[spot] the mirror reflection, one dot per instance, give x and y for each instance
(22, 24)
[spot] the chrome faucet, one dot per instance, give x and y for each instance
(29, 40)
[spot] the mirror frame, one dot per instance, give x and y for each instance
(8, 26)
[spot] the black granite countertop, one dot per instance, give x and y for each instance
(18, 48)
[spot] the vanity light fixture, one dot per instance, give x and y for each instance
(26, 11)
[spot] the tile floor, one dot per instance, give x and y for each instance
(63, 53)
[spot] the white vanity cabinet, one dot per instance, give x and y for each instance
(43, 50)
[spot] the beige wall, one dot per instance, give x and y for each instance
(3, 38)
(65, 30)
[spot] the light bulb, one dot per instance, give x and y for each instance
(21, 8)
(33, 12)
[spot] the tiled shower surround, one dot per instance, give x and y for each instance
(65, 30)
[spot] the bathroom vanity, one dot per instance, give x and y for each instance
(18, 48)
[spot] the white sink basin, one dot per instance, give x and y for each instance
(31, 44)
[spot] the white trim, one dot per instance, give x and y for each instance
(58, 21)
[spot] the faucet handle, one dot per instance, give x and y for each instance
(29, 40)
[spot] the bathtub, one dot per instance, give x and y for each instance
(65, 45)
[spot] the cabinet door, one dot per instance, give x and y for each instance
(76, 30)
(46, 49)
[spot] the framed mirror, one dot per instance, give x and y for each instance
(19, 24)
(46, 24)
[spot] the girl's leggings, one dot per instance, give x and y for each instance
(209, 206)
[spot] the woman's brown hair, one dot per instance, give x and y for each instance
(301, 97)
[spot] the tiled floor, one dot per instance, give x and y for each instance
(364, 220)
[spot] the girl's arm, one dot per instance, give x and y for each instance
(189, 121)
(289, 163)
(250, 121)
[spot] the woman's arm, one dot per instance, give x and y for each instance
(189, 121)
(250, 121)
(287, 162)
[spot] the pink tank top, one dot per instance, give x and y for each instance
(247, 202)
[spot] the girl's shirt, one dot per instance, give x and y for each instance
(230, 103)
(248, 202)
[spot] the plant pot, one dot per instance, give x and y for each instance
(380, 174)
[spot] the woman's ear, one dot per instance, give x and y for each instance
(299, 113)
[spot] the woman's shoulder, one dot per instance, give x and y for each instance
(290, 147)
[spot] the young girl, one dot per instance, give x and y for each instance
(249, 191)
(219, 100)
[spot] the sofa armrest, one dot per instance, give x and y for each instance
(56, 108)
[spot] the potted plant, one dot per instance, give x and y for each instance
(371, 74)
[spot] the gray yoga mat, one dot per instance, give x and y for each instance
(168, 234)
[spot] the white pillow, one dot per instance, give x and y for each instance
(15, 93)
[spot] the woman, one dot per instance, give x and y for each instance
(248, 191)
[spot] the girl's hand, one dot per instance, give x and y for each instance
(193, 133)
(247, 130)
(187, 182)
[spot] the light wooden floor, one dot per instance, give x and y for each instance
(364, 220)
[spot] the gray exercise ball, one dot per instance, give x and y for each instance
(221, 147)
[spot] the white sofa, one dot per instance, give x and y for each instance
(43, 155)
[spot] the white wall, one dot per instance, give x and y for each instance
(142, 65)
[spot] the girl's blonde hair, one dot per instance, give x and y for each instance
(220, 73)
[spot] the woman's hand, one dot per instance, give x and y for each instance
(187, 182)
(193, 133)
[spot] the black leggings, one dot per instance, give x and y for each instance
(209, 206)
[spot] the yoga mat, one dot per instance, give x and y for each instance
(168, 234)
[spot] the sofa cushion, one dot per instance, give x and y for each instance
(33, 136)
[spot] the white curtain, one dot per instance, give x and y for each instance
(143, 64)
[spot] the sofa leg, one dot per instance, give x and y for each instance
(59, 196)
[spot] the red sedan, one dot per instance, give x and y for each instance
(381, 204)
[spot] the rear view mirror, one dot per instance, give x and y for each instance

• _TASK TO COMPLETE_
Everything in the listing above should be restated exactly.

• _EXPECTED OUTPUT_
[spot] the mirror reflection, one dot per instance, give x and y for each instance
(22, 24)
[spot] the chrome faucet, one dot per instance, give x and y for each instance
(29, 40)
[spot] the mirror frame, one dot per instance, give x and y for each instance
(8, 26)
[spot] the black granite countertop, one dot per instance, give x and y for each instance
(18, 48)
[spot] the vanity light fixture, one dot per instance, give x and y for each instance
(26, 11)
[spot] the tile floor, one dot per instance, give x and y for each instance
(63, 53)
[spot] the white vanity cabinet, one dot per instance, give x and y for each instance
(43, 50)
[spot] the beige wall, one dot per instance, give x and y for each instance
(3, 38)
(65, 30)
[spot] the light bulb, one dot per instance, give x and y for each instance
(21, 8)
(33, 12)
[spot] the tiled shower surround, one dot per instance, give x and y for each instance
(65, 30)
[spot] the bathroom vanity, one dot per instance, give x and y for each instance
(18, 48)
[spot] the white sink basin, one dot per instance, give x and y for each instance
(31, 44)
[spot] the white trim, one dot per instance, give x and y for each instance
(58, 21)
[spot] the faucet handle, one dot per instance, give x and y for each instance
(29, 40)
[spot] the bathtub, one dot per instance, give x and y for each instance
(65, 45)
[spot] the cabinet door, one dot per instance, give x and y for each instance
(76, 30)
(46, 49)
[spot] the framed mirror, one dot per instance, give x and y for each instance
(19, 24)
(46, 24)
[spot] the girl's leggings, one dot per instance, give x and y for each instance
(209, 206)
[spot] the woman's brown hair, one dot per instance, give x and y for each instance
(301, 97)
[spot] the tiled floor, one dot per instance, give x and y for each instance
(364, 220)
[spot] the girl's arm, one dot per instance, give x and y for each instance
(189, 121)
(289, 163)
(250, 121)
[spot] the woman's arm, one dot per instance, give x and y for each instance
(189, 121)
(250, 121)
(287, 162)
[spot] the pink tank top, one dot per instance, give x and y for each instance
(247, 202)
[spot] the girl's shirt, one dot per instance, give x and y for each instance
(230, 103)
(248, 202)
[spot] the plant pot, one dot per instance, give x and y for each instance
(380, 174)
[spot] the woman's ear, one dot per instance, give x and y for each instance
(299, 113)
[spot] the woman's shoulder, one dot per instance, give x and y for each instance
(290, 147)
[spot] the young girl, one dot per instance, give x and y for each instance
(249, 191)
(219, 100)
[spot] the sofa armrest, one dot per instance, give x and y for each instance
(56, 108)
[spot] the potted plant, one dot per instance, give x and y for each instance
(371, 74)
[spot] the gray yoga mat, one dot per instance, give x and y for each instance
(168, 234)
[spot] the white pillow, one dot per instance, give x and y for each instance
(15, 93)
[spot] the woman, one dot per instance, give x and y for each instance
(248, 191)
[spot] the girl's hand, one dot per instance, give x and y for each instance
(193, 133)
(247, 130)
(187, 182)
[spot] the light wooden floor, one dot per instance, give x and y for each instance
(364, 220)
[spot] the gray exercise ball, one dot per instance, give x and y for each instance
(221, 147)
[spot] the white sofa, one dot per instance, give x and y for each instance
(43, 155)
[spot] the white wall, one dot per instance, give x and y for each instance
(142, 65)
[spot] the girl's blonde hair, one dot per instance, give x and y for each instance
(220, 73)
[spot] the woman's hand, one dot per instance, give x and y for each instance
(187, 182)
(193, 133)
[spot] the black leggings, one dot per instance, give x and y for each instance
(209, 206)
[spot] the yoga mat, one dot per instance, give x and y for each instance
(168, 234)
[spot] the sofa cushion, one dot per instance, give x and y for each instance
(33, 136)
[spot] the white curtain, one dot per instance, give x and y for each instance
(143, 64)
[spot] the sofa leg, one dot per instance, give x and y for each instance
(59, 196)
[spot] the red sedan, one dot per instance, give x and y for each instance
(381, 204)
[spot] the rear view mirror, one dot per instance, give x and y for each instance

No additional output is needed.